**Set problem**
Format the lines of the records starting with the line that contains "Please point out the sunlit" and going on through the line that contains "Target: sunlit grass" as a Markdown table with two columns, Row for a running number and Line for the line itself. Leave out any blank lines.

(Pointing dataset excerpts)
========================================

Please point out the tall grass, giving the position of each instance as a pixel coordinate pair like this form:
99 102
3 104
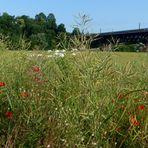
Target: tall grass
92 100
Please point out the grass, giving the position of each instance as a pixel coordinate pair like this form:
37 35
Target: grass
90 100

========================================

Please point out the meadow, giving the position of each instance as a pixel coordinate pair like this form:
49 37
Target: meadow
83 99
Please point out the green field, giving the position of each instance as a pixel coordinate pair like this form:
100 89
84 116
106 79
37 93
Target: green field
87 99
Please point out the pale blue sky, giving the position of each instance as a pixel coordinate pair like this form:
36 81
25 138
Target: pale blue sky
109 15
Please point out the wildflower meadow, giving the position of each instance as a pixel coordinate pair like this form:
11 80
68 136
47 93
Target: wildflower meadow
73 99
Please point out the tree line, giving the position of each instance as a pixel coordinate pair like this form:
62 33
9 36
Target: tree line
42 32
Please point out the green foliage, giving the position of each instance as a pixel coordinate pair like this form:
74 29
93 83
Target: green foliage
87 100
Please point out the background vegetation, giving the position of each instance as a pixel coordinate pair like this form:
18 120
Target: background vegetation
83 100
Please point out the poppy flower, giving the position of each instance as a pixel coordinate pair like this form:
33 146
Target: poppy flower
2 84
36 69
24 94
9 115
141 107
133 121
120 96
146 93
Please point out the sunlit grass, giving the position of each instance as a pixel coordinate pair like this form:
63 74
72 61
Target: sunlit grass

========================================

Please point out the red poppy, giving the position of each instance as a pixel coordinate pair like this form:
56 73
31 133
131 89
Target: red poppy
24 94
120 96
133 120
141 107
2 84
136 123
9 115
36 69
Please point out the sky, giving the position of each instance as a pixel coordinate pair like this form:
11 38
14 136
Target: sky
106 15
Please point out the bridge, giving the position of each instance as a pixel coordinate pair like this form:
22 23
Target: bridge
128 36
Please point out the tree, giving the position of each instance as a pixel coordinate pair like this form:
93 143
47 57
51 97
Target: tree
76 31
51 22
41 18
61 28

========================================

**Written response**
| Row | Line |
|---|---|
| 1 | Please point out the sunlit grass, giving the position of each instance as a pixel coordinate pair like this form: |
| 2 | 63 74 |
| 3 | 72 61 |
| 4 | Target: sunlit grass |